### GIVEN RECORDS
■ ■ ■ ■ ■ ■ ■
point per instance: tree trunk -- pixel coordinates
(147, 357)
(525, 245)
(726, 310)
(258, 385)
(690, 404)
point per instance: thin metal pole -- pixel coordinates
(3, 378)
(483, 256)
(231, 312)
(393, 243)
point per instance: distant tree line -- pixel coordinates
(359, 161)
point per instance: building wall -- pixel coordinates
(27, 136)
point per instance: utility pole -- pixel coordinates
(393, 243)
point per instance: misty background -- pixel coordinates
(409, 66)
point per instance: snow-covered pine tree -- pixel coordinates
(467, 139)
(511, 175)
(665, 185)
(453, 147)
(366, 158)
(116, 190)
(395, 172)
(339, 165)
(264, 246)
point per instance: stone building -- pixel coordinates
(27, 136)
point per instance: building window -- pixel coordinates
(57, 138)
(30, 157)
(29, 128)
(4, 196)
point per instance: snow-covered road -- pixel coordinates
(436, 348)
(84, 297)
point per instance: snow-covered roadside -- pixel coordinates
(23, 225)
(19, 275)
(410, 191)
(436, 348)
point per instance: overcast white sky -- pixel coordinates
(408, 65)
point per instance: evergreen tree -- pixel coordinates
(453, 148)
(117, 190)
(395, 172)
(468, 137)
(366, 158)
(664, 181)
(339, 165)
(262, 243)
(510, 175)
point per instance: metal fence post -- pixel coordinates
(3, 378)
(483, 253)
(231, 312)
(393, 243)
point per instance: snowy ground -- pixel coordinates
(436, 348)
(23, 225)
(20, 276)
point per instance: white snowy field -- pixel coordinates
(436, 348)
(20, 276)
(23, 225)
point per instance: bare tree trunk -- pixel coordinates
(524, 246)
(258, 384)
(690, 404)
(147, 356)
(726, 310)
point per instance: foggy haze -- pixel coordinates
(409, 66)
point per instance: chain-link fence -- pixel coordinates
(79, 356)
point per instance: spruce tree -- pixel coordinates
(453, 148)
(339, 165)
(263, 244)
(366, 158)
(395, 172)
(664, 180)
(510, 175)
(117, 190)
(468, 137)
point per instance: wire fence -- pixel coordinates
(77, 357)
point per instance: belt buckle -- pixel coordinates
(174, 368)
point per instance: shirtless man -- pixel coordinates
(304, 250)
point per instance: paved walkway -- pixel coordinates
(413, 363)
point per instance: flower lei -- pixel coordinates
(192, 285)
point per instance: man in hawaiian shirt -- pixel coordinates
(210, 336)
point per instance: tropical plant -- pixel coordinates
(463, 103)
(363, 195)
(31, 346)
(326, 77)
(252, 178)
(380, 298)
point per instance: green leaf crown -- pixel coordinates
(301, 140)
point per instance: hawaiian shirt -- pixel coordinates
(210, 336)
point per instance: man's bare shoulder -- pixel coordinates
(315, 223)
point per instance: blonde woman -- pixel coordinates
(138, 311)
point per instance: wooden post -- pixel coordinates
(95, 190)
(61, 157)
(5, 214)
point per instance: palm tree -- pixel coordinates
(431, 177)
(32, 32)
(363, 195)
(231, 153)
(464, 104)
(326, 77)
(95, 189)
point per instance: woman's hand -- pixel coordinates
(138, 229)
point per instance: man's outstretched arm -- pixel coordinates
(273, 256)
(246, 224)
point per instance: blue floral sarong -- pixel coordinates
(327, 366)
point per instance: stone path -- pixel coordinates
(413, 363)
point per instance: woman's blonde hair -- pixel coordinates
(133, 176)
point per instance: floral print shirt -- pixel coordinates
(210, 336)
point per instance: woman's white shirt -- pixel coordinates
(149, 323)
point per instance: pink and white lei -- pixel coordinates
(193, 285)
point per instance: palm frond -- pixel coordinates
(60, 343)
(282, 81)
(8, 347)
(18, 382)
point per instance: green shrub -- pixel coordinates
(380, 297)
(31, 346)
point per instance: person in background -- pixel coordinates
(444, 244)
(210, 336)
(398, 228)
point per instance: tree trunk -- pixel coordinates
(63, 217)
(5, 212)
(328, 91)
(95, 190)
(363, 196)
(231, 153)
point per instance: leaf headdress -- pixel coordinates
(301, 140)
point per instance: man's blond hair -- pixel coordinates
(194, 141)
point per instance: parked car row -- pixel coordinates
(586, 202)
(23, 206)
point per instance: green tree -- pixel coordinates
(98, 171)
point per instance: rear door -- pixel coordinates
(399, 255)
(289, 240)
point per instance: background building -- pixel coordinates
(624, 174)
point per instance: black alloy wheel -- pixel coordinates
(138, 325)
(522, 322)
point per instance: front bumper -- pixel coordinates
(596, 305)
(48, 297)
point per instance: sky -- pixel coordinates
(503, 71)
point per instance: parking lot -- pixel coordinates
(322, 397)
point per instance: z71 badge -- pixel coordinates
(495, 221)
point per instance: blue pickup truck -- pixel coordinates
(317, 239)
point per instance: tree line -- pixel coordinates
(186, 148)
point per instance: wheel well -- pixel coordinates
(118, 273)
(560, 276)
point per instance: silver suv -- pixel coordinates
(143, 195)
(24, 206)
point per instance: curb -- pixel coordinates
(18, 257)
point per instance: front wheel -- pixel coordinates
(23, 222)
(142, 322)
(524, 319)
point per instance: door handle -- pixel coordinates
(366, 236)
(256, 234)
■ ■ ■ ■ ■ ■ ■
### PROBLEM TO SOLVE
Repeat every record exactly as written, please.

### FINAL RESULT
point per instance: tree trunk -- pixel coordinates
(147, 357)
(525, 245)
(726, 310)
(258, 385)
(690, 404)
point per instance: thin metal pole -- pixel coordinates
(3, 378)
(483, 256)
(231, 312)
(393, 243)
point per instance: distant tree line -- pixel coordinates
(359, 161)
point per instance: building wall -- pixel coordinates
(27, 136)
point per instance: utility pole -- pixel coordinates
(393, 243)
point per instance: misty background -- pixel coordinates
(409, 66)
point per instance: snow-covered pine tree -- pixel coordinates
(467, 139)
(511, 175)
(665, 185)
(453, 147)
(366, 158)
(116, 190)
(395, 172)
(339, 165)
(264, 246)
point per instance: stone building -- pixel coordinates
(27, 136)
point per instance: building window -- pixel coordinates
(57, 138)
(30, 157)
(29, 128)
(4, 196)
point per instance: snow-covered road -- pixel coordinates
(436, 348)
(84, 297)
point per instance: snow-covered roadside -- pixel coordinates
(23, 225)
(19, 275)
(410, 191)
(436, 348)
point per instance: overcast white sky -- pixel coordinates
(408, 65)
point per instance: evergreen tree -- pixel coordinates
(453, 148)
(117, 190)
(395, 172)
(468, 137)
(366, 158)
(664, 181)
(339, 165)
(262, 243)
(510, 175)
point per instance: metal fence post -- pixel coordinates
(3, 378)
(483, 253)
(231, 312)
(393, 243)
point per instance: snowy ground -- pixel coordinates
(436, 348)
(23, 225)
(20, 276)
point per instance: white snowy field -- pixel coordinates
(436, 348)
(20, 276)
(23, 225)
point per instance: bare tree trunk -- pixel coordinates
(524, 246)
(258, 384)
(690, 404)
(147, 356)
(726, 310)
point per instance: foggy haze -- pixel coordinates
(409, 66)
point per instance: chain-link fence -- pixel coordinates
(79, 356)
point per instance: spruce tree -- pixel coordinates
(453, 148)
(339, 165)
(263, 244)
(366, 158)
(395, 172)
(664, 180)
(510, 175)
(117, 190)
(468, 137)
point per instance: wire fence -- pixel coordinates
(77, 357)
point per instance: belt buckle -- pixel coordinates
(174, 368)
point per instance: shirtless man -- pixel coordinates
(304, 250)
point per instance: paved walkway -- pixel coordinates
(413, 363)
point per instance: flower lei -- pixel coordinates
(192, 285)
point per instance: man in hawaiian shirt -- pixel coordinates
(210, 336)
point per instance: tropical plant -- pixel coordinates
(463, 103)
(363, 195)
(31, 346)
(326, 77)
(252, 178)
(380, 298)
point per instance: green leaf crown -- pixel coordinates
(301, 140)
point per instance: hawaiian shirt -- pixel coordinates
(210, 336)
point per instance: man's bare shoulder -- pixel coordinates
(315, 223)
point per instance: blonde woman -- pixel coordinates
(138, 311)
point per instance: wooden post -- pixel coordinates
(95, 190)
(61, 157)
(5, 214)
point per instance: palm tree -- pixel coordinates
(431, 177)
(32, 32)
(363, 195)
(231, 153)
(464, 104)
(326, 77)
(95, 189)
point per instance: woman's hand -- pixel coordinates
(138, 229)
point per instance: man's outstretched arm -- pixel coordinates
(273, 256)
(246, 224)
point per instance: blue floral sarong -- pixel coordinates
(327, 366)
point per instance: stone path -- pixel coordinates
(413, 363)
point per instance: woman's blonde hair -- pixel coordinates
(133, 176)
point per instance: floral print shirt -- pixel coordinates
(210, 336)
point per instance: woman's white shirt -- pixel coordinates
(149, 323)
point per instance: pink and white lei -- pixel coordinates
(193, 285)
point per instance: palm frond -- pixel coordinates
(60, 343)
(282, 81)
(8, 347)
(18, 382)
point per instance: green shrub -- pixel coordinates
(380, 297)
(31, 346)
point per instance: person in background -- pixel coordinates
(444, 244)
(210, 336)
(398, 228)
point per instance: tree trunk -- pixel coordinates
(63, 217)
(5, 212)
(328, 91)
(95, 190)
(363, 196)
(231, 153)
point per instance: leaf headdress -- pixel coordinates
(301, 140)
point per instance: man's blond hair -- pixel coordinates
(194, 141)
point per instance: parked car row -- pixel coordinates
(586, 202)
(23, 206)
point per instance: green tree -- pixel coordinates
(98, 171)
point per instance: rear door -- pixel coordinates
(399, 255)
(289, 240)
point per instance: background building -- pixel coordinates
(624, 174)
point per instance: black alloy wheel -- pixel coordinates
(138, 325)
(522, 322)
point per instance: front bumper -- pixel coordinates
(596, 305)
(48, 297)
point per instance: sky -- pixel coordinates
(503, 71)
point per instance: parking lot -- pixel coordinates
(322, 397)
point per instance: z71 badge -- pixel coordinates
(495, 221)
point per instance: blue pickup truck -- pixel coordinates
(317, 239)
point per instance: tree line -- pixel coordinates
(186, 148)
point per instance: wheel well -- pixel coordinates
(118, 273)
(560, 276)
point per instance: silver suv -- pixel coordinates
(143, 195)
(24, 206)
point per instance: curb -- pixel coordinates
(18, 257)
point per instance: front wheel -- pixel coordinates
(23, 222)
(142, 322)
(524, 319)
point per instance: door handle -- pixel coordinates
(366, 236)
(256, 234)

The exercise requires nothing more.